● **Source document**
At age 46, Digby travelled to the Middle East and fell in love with Sheik Medjuel el Mezrab. The sheik's name has also been spelled as "Mijwal al Mezrab alanzi " and as "Mijwal al-Musrab". Twentieth-century sources sometimes incorrectly report it as "Abdul Medjuel el Mezrab alanzi". Medjuel was a sheik of the Mezrab section of the Sba'a, a sub-tribe in Syria of the great Anizzah tribe. He was 20 years her junior. The two were married under Muslim law and she took the name Jane Elizabeth Digby el Mezrab. Their marriage was a happy one and lasted until her death 28 years later. It has been written that Jane Digby was referred to as Shaikhah Umm al-Laban (literally sheikha mother of milk) due to the colour of her skin.

Digby adopted Arab dress and learned Arabic in addition to the other eight languages in which she was fluent. Half of each year was spent in the nomadic style, living in goat-hair tents in the desert, while the rest was enjoyed in a palatial villa that she had built in Damascus. She spent the rest of her life in the city, where she befriended Sir Richard Burton and Lady Burton – Isabel Burton – while the former was serving as the British consul, and Abd al-Kader al-Jazairi, the exiled leader of the Algerian revolution.

● **Listed entries**
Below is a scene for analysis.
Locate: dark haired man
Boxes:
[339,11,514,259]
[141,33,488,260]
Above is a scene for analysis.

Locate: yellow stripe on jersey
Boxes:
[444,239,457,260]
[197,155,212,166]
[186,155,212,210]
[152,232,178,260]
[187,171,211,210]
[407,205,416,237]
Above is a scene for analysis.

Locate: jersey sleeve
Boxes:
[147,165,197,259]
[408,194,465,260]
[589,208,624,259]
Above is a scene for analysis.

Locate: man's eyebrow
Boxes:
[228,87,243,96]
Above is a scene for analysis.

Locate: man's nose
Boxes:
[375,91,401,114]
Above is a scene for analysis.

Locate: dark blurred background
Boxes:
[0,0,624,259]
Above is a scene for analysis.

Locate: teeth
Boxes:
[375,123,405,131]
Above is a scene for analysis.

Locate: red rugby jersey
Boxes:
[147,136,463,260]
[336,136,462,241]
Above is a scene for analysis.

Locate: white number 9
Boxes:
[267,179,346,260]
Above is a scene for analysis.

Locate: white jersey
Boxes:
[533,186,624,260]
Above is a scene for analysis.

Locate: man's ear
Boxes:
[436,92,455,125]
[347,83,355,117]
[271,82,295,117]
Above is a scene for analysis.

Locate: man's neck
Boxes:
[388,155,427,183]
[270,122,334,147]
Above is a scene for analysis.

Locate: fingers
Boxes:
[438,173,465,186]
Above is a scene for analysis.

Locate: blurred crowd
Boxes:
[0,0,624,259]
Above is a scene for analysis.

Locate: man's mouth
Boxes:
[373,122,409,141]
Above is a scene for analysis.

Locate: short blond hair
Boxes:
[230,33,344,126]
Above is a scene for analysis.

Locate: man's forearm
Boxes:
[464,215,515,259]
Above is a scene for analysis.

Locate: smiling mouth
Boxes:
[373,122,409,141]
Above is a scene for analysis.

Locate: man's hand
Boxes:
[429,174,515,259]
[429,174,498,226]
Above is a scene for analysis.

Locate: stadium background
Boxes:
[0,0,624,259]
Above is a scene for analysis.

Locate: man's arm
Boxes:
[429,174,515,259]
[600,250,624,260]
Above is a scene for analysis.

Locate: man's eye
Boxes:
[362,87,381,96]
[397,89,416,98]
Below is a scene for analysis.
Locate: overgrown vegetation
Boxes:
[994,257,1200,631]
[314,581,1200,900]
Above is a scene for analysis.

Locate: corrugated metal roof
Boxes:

● **Instructions for the task**
Continue the passage about Jane Digby's life with Sheik Medjuel el Mezrab, starting after its last sentence.

● **Task result**
=== Death ===
Digby died of fever and dysentery in Damascus on 11 August 1881, and was buried in the Protestant Cemetery. She was buried with her horse in attendance at the funeral. Upon her footstone—a block of pink limestone from Palmyra—is her name, written in Arabic by Medjuel in charcoal and carved into the stone by a local mason. After her death her house was let and the family of the young H. R. P. Dickson were among its tenants. A small part of the house survives, and is in the ownership of the same family who purchased it from Medjuel's son in the 1930s.

==In popular culture==
- Digby's grave is visited, and her life there discussed, in the novel "Night of a Thousand Stars" by Deanna Raybourn.
- Jane Digby's life of exploration and conquest in Arabia was mentioned in the novel "The House at Riverton" by Kate Morton.
- It has been suggested that Honoré de Balzac's character Lady Arabella Dudley is based on Digby. It is in this context that Digby's life is sketched in Mathias Énard's Prix Goncourt-winning novel Compass.
- Lindsay Duncan portrayed Digby in the 2021 television show Around the World in 80 Days.